# Try it
Find how many lines below hold "conifer", and give that number as the entire answer.

# Available data
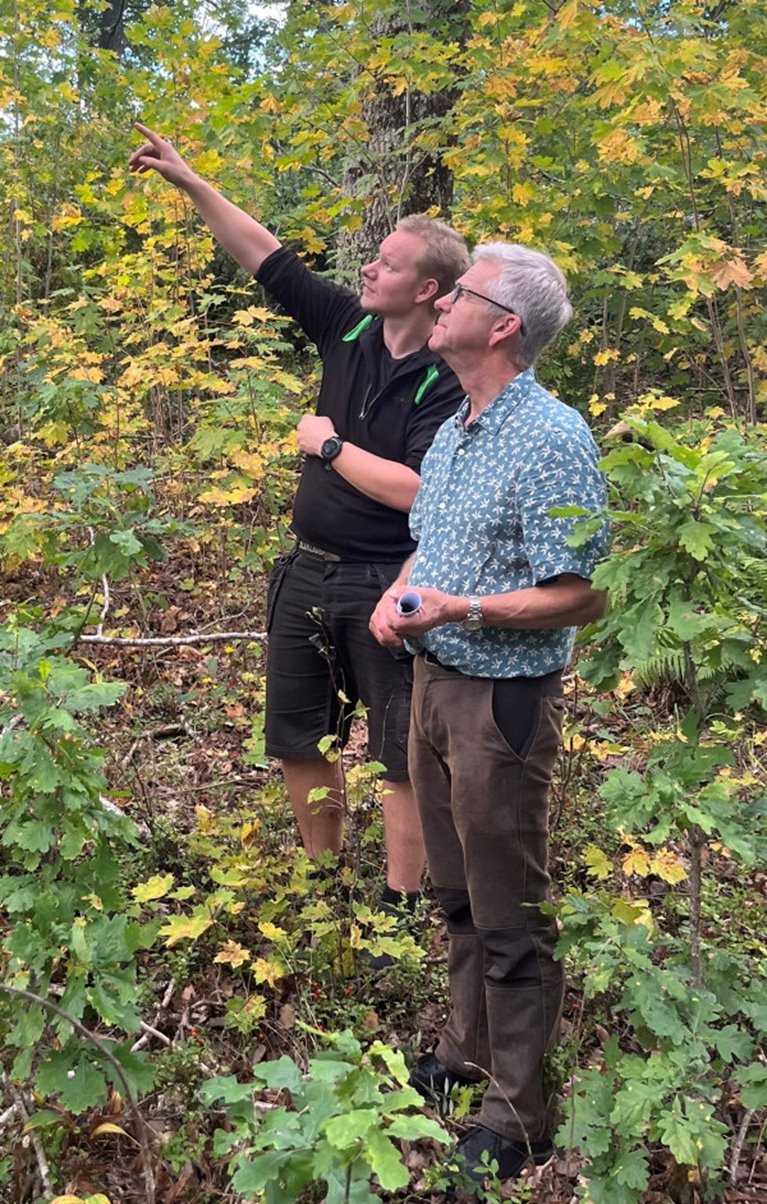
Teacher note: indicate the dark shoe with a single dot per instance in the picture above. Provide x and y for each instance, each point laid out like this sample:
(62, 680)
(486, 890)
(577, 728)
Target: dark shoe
(435, 1082)
(481, 1146)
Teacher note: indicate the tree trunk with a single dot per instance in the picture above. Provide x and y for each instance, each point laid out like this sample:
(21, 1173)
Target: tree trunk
(397, 177)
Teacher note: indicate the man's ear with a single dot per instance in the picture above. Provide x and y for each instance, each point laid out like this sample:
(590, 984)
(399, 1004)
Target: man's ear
(503, 329)
(428, 291)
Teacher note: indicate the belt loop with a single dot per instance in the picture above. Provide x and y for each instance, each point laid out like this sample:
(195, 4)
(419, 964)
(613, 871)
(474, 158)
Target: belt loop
(313, 550)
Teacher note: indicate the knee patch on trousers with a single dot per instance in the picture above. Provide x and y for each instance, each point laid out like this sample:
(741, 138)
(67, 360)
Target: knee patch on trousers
(511, 960)
(456, 908)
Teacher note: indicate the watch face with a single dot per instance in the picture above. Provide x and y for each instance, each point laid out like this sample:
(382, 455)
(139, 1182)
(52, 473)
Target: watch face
(330, 448)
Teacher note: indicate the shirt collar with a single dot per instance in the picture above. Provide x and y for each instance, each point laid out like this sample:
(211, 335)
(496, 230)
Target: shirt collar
(501, 407)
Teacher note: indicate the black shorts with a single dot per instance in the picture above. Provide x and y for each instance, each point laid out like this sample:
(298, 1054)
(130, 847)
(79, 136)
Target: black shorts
(323, 660)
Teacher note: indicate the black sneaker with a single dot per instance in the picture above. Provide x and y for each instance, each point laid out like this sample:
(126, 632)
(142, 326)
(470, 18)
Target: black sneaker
(401, 906)
(435, 1082)
(511, 1156)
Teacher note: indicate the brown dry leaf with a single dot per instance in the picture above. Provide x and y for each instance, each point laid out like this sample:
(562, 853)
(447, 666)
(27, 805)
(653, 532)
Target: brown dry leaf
(287, 1016)
(169, 623)
(176, 1188)
(108, 1127)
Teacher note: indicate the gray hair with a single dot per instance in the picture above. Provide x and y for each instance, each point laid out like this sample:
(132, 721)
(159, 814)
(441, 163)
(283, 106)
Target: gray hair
(532, 285)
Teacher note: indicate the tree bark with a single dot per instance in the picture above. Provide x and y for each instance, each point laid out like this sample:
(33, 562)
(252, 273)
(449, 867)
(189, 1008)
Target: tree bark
(394, 176)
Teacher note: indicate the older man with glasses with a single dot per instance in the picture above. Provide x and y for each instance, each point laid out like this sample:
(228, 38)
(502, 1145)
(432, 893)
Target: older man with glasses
(502, 592)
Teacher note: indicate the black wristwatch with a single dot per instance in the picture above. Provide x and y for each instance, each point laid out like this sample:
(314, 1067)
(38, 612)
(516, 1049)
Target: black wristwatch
(330, 449)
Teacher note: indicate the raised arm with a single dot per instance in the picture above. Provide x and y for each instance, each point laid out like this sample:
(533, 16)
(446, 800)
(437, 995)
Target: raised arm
(242, 236)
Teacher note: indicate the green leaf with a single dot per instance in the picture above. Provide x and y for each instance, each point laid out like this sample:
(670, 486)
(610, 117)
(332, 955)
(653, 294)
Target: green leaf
(697, 538)
(385, 1161)
(77, 1082)
(281, 1075)
(631, 1169)
(753, 1080)
(354, 1126)
(127, 542)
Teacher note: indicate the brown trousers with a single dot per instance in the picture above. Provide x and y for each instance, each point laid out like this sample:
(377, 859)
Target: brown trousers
(484, 813)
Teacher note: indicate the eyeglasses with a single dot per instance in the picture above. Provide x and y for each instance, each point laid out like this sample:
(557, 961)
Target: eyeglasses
(458, 291)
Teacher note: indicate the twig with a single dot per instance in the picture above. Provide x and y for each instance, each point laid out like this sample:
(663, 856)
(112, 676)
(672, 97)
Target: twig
(148, 1031)
(141, 1125)
(171, 641)
(40, 1154)
(738, 1145)
(148, 1028)
(17, 719)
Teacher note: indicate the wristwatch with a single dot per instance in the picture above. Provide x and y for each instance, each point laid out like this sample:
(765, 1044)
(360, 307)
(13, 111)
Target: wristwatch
(473, 619)
(330, 449)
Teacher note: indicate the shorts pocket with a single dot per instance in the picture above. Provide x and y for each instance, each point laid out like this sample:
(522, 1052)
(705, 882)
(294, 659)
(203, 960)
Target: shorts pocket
(275, 584)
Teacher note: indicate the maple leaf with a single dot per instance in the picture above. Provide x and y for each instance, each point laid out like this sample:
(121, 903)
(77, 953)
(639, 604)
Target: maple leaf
(668, 867)
(732, 271)
(232, 954)
(184, 927)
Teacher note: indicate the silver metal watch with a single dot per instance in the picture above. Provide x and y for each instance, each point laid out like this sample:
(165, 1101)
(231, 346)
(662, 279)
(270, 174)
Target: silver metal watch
(473, 620)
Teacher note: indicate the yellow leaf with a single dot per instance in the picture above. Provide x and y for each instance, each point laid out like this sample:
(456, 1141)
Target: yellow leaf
(184, 927)
(732, 271)
(637, 862)
(567, 13)
(153, 889)
(267, 972)
(660, 402)
(597, 863)
(110, 1127)
(619, 147)
(234, 496)
(231, 954)
(271, 931)
(249, 462)
(606, 355)
(253, 313)
(668, 867)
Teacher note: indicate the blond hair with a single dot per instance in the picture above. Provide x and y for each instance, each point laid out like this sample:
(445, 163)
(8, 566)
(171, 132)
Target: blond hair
(444, 257)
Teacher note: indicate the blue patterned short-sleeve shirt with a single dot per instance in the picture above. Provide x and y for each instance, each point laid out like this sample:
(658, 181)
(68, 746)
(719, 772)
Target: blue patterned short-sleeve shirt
(483, 525)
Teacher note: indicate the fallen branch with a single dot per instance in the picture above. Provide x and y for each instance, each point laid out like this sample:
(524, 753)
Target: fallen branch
(141, 1125)
(40, 1154)
(738, 1145)
(172, 641)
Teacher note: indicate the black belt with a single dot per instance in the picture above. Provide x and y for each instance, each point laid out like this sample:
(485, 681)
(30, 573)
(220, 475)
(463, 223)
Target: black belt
(430, 659)
(302, 546)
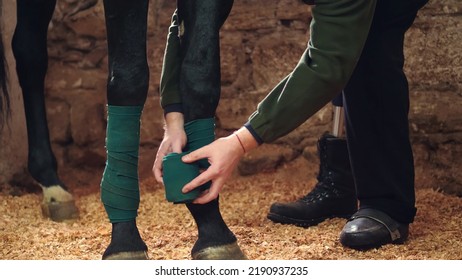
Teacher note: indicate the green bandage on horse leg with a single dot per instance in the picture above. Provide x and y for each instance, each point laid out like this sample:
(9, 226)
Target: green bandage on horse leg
(119, 187)
(200, 133)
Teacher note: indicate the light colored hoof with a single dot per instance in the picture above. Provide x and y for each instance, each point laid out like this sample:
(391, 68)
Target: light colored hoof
(137, 255)
(60, 211)
(58, 204)
(224, 252)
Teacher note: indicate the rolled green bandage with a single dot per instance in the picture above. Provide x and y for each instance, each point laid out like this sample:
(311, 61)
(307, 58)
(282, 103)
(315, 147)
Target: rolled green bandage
(176, 175)
(119, 187)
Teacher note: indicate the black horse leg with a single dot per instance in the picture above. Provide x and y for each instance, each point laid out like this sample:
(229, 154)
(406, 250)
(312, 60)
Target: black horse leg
(200, 83)
(126, 25)
(30, 51)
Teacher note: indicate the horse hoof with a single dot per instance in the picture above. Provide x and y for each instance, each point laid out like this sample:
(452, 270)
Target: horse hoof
(224, 252)
(60, 211)
(58, 204)
(136, 255)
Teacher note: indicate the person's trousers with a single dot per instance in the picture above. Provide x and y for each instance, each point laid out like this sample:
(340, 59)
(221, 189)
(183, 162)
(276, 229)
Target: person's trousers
(376, 103)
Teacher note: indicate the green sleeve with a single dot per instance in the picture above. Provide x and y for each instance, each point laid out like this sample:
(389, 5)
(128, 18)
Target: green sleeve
(170, 76)
(338, 31)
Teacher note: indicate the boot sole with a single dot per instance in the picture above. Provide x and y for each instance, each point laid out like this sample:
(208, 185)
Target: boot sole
(301, 223)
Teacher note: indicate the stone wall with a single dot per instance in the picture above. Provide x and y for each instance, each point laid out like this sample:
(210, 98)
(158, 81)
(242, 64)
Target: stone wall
(259, 47)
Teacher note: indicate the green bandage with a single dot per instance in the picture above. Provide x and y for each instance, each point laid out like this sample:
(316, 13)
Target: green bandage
(176, 173)
(119, 187)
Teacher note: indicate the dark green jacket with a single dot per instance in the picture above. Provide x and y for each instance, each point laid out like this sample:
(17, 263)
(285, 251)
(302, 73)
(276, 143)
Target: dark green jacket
(338, 31)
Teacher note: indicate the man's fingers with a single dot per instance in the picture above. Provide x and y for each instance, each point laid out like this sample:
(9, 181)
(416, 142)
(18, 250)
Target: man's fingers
(211, 194)
(195, 155)
(176, 148)
(157, 169)
(203, 178)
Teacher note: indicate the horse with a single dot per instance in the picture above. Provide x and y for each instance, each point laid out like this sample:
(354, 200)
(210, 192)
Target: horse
(196, 76)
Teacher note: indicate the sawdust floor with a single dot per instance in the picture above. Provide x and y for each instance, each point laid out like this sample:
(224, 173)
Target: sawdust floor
(170, 232)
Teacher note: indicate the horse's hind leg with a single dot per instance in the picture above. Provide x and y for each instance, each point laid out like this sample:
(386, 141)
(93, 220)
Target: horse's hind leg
(126, 23)
(200, 92)
(30, 51)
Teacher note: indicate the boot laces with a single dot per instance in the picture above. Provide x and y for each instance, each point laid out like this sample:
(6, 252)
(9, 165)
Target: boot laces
(320, 192)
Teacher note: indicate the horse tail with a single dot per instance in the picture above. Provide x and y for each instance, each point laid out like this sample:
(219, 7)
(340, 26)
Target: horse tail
(4, 95)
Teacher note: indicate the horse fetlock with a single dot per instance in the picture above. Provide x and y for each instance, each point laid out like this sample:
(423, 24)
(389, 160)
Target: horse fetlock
(222, 252)
(58, 204)
(136, 255)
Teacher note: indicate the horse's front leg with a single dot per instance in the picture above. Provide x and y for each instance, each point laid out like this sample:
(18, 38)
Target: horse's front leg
(126, 23)
(30, 51)
(200, 83)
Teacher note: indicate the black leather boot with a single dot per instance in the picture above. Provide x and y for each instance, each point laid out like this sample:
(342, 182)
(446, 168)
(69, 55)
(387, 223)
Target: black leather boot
(333, 196)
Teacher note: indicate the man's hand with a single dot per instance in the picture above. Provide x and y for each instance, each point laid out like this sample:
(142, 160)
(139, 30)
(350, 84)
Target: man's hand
(173, 142)
(223, 155)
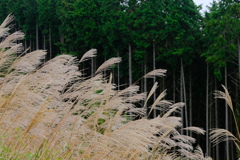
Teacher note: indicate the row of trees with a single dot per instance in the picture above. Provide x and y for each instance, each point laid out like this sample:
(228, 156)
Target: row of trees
(199, 52)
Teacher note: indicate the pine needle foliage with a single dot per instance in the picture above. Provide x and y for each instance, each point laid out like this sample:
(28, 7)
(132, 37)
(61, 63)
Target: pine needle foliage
(51, 111)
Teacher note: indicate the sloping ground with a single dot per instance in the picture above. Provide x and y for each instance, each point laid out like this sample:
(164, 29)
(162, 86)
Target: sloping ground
(51, 111)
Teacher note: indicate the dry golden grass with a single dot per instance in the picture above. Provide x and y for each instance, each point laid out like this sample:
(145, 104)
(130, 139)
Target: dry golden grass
(51, 111)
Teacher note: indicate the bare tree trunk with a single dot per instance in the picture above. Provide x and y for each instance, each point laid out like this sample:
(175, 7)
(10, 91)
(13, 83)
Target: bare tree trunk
(226, 117)
(174, 86)
(25, 44)
(207, 114)
(37, 44)
(118, 72)
(184, 97)
(190, 100)
(145, 79)
(154, 78)
(30, 44)
(181, 95)
(62, 42)
(130, 64)
(92, 72)
(44, 42)
(239, 58)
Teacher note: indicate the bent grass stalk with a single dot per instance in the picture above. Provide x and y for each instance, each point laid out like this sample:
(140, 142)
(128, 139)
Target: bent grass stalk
(61, 114)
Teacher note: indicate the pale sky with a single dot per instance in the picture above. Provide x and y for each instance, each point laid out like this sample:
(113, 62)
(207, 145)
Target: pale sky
(204, 3)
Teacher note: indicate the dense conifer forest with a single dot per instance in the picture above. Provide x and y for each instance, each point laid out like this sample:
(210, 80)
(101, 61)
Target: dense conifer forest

# Your solution
2